* **Exercise**: Rewrite all of the material below as a JSON list of strings, with one string for each line and no blank lines. Leave the picture out of your answer.

....

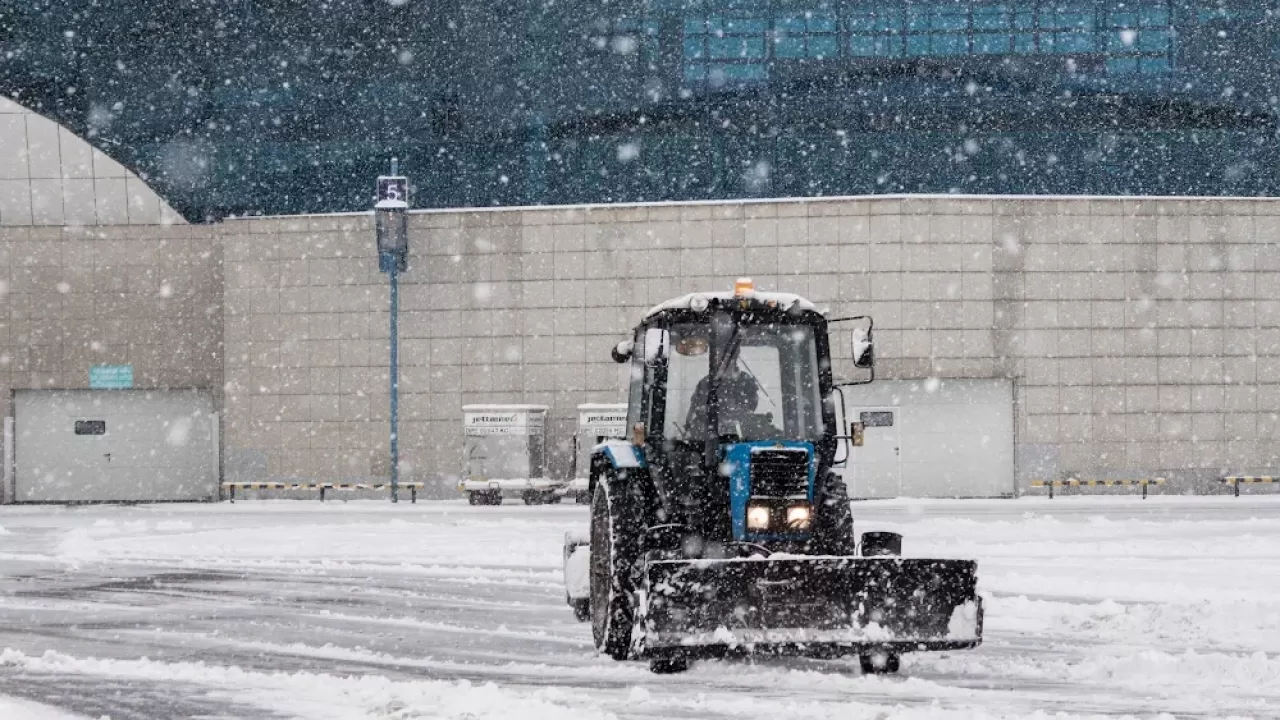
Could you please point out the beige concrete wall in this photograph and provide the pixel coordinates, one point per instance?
(1142, 336)
(51, 177)
(74, 297)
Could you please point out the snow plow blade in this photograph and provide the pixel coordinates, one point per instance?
(808, 605)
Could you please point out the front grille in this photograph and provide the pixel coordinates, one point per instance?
(780, 473)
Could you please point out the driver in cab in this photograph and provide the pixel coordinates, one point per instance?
(736, 400)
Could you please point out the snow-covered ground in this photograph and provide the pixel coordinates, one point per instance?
(1096, 606)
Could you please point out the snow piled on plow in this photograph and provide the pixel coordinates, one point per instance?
(1095, 607)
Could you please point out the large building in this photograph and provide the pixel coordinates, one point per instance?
(1059, 214)
(284, 108)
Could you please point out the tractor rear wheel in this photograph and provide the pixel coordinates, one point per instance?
(612, 614)
(668, 664)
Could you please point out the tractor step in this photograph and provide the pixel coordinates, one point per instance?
(808, 605)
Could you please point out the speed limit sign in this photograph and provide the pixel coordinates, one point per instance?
(393, 188)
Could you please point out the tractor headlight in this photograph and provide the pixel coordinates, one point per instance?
(758, 518)
(799, 516)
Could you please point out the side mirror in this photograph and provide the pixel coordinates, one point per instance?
(856, 433)
(864, 351)
(657, 346)
(621, 351)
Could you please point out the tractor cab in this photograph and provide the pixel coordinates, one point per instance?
(720, 525)
(734, 391)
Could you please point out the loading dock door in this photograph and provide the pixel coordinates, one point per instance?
(874, 468)
(951, 438)
(104, 446)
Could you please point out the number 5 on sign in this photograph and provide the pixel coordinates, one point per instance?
(393, 188)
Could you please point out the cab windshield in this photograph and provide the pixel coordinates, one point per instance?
(766, 383)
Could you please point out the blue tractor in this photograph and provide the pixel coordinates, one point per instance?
(720, 525)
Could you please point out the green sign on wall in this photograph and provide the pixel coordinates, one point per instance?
(110, 377)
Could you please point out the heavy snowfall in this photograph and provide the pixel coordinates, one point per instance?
(1104, 606)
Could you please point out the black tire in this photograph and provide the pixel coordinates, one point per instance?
(668, 664)
(833, 525)
(872, 668)
(612, 615)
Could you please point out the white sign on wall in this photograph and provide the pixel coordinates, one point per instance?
(603, 423)
(501, 423)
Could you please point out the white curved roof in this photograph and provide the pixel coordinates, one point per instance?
(785, 300)
(49, 176)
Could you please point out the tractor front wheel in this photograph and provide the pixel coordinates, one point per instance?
(612, 614)
(878, 664)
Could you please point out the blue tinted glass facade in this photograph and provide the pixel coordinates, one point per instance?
(287, 106)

....

* **Final result**:
[
  "Could you please point out the beige concrete wall in this photograph and provide the pixel coordinates, one point per instance?",
  "(1142, 336)",
  "(51, 177)",
  "(74, 297)",
  "Could you please point out the snow plow blade in this photograph and provide the pixel coordinates, one point per instance?",
  "(808, 605)",
  "Could you please point out the front grille in this photograph and provide the pixel coordinates, one point per instance?",
  "(780, 473)",
  "Could you please point out the driver in cab in this photograph and provide the pixel coordinates, one point per instance?",
  "(736, 400)",
  "Could you please point out the snow-covered ground in this photograph and provide the pixel coordinates, one point per instance?",
  "(1096, 606)",
  "Could you please point out the snow piled on plow in this photograph and provide the pixel coordinates, one point per instance?",
  "(1095, 607)",
  "Could you please point out the large building in this photograph and provide the pixel coordinates, one point per instance?",
  "(1059, 214)",
  "(284, 108)",
  "Could you please point out the tractor rear wheel in this photograph and provide the pixel coordinates, one point per instance?",
  "(612, 614)",
  "(668, 664)",
  "Could you please point out the tractor step in this photograph and provide the pixel coordinates, one point per instance?",
  "(808, 605)",
  "Could you please point out the speed limit sign in this photograph and provide the pixel coordinates, one point per instance?",
  "(393, 188)",
  "Could you please point out the tractor headlight in this photograph and provide the pixel coordinates, one point per instance?",
  "(758, 518)",
  "(799, 516)",
  "Could you please point out the side mirror in this photograph and provide the pixel coordinates, one point per instance?",
  "(856, 433)",
  "(864, 351)",
  "(657, 346)",
  "(621, 351)",
  "Could you please point out the tractor cab in this photograph and provide the pixel coordinates, one point per instance?",
  "(720, 525)",
  "(734, 391)",
  "Could you please point out the loading dock door in this photograph and provide the pixel coordinates, one point per instance?",
  "(874, 468)",
  "(951, 438)",
  "(104, 446)",
  "Could you please point out the number 5 on sign in this photograph and provide the pixel coordinates, one point per instance?",
  "(393, 188)",
  "Could you please point out the cab windshield in this photograph and provide the pixel coordinates, one point per instance?",
  "(766, 383)",
  "Could you please point out the blue tractor in this photograph and provide the pixel coordinates, one point per instance?",
  "(720, 525)",
  "Could you please point out the green sign on wall in this photograph and provide the pixel coordinates, one point per instance?",
  "(110, 377)",
  "Could you please point out the heavy snowfall in this photograph and provide the pixel coordinates, one point per instance?",
  "(1104, 606)",
  "Could you please point out the black tire in this photograph and provide the pixel coordinates, one point per instance?",
  "(668, 664)",
  "(833, 525)",
  "(872, 668)",
  "(612, 615)",
  "Could you please point out the white sign on wall in this photograph and provide the pixel coordinates, one point per instance?",
  "(603, 423)",
  "(501, 423)",
  "Could you please point out the white curved roof in this photograph and provide the pixel coordinates, one point per instance?",
  "(785, 300)",
  "(49, 176)",
  "Could you please point out the tractor front wheel in this photograph and provide the pixel coordinates, one point per instance?",
  "(612, 614)",
  "(878, 664)",
  "Could you please point out the blue tinted glass facade in this photograph and provide the pixel coordinates, one point per instance?",
  "(287, 106)"
]